— start EXCERPTED DATA —

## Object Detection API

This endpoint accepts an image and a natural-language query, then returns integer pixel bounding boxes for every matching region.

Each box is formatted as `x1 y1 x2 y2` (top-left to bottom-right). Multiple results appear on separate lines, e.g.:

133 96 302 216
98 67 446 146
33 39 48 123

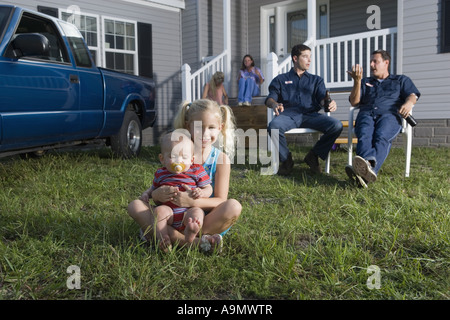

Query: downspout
196 1 204 69
223 0 231 92
396 0 404 74
306 0 317 74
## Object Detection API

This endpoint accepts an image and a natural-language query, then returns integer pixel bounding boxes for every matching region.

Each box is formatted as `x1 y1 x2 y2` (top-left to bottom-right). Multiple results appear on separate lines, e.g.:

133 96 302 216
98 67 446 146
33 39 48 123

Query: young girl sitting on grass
128 99 242 252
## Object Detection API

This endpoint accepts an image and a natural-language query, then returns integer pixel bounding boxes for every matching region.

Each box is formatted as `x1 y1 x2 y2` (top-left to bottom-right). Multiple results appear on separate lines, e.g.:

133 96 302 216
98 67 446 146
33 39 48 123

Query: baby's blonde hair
173 99 236 158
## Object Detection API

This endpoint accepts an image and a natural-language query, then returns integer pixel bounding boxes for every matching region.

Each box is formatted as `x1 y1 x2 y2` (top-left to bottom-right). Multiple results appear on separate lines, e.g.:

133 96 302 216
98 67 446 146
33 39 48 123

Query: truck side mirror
8 33 50 59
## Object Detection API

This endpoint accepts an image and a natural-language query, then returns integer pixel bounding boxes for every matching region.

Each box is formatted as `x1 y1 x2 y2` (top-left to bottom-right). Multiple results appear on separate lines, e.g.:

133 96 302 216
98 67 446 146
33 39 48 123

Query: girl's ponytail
173 101 191 129
219 105 236 158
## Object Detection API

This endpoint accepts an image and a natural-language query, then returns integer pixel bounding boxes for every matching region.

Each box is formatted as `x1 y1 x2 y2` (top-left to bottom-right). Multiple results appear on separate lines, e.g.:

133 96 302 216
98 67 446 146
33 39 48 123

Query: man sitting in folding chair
345 50 420 188
266 44 343 175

— end EXCERPTED DATA —

*REQUEST*. Copy out every one of the records above word for word, leaving out the pictures.

*THE REPLY*.
## Object Detection API

This endpoint accepts an image and a natural-language query, then returns integer pixel bounding boxes for every matching region.

Each box is formatted as `x1 y1 x2 y2` (top-left to bottom-right). Multiple results appear on separate lines, e.g.:

133 96 302 216
98 67 446 146
33 39 48 123


Query: downspout
196 1 204 69
223 0 231 92
396 0 404 74
306 0 317 74
## Object Detection API

This endpoint accepts an image and a natural-language query, then returns integer pixel bounding boxes for every matching region.

Each box is formatted as `x1 y1 x2 y2` (top-left to bottom-right). Multiple results appear on separate lines, e.g.:

133 96 302 216
98 67 446 146
33 39 48 123

Query: young girl sitting on grass
128 99 242 252
## Object Detection API

This endpoint accepts an image and a natural-language query, then returns integer pixel bounding boxes for every matching region.

Each box is formatted as `x1 y1 x2 y2` (top-left to bottom-right). Multiple results appear on separate lines, e.g.:

133 96 302 216
98 67 446 146
33 39 48 123

Query: baby's blonde hair
173 99 236 158
## Object Detection API

This endpoint accepts an image and a natural-language query, then returns integer pixel bounding boxes for every matching region.

Each box is formatted as `x1 y1 x2 y2` (top-left to bottom-right). Multiple results appear on separate lines, e.g.:

133 96 302 216
98 67 446 146
33 39 48 123

Query: truck side mirror
8 33 50 59
## Object Detection API

This endpoint accepts an image and a natural-language query, then returns integer pixel bounding boxes for every matching region.

Each box is formatted as `x1 y1 x2 y2` (top-left to bottom-right). Multiple results appear on separate lines, e.g.:

133 96 302 216
98 67 446 146
33 39 48 123

Query: girl's ponytail
173 101 191 129
219 105 236 158
## Object Detection API

This endpoint accepts an image and a natural-language query, then returns integer pixel bounding boxes for every matching region.

Each box is formatted as `x1 y1 x2 y2` (top-left to bottom-right). Multiple results appear on separate lines, e.g.:

133 96 302 216
98 67 446 146
33 39 48 123

Query: man sitting in folding chair
345 50 420 188
266 44 343 175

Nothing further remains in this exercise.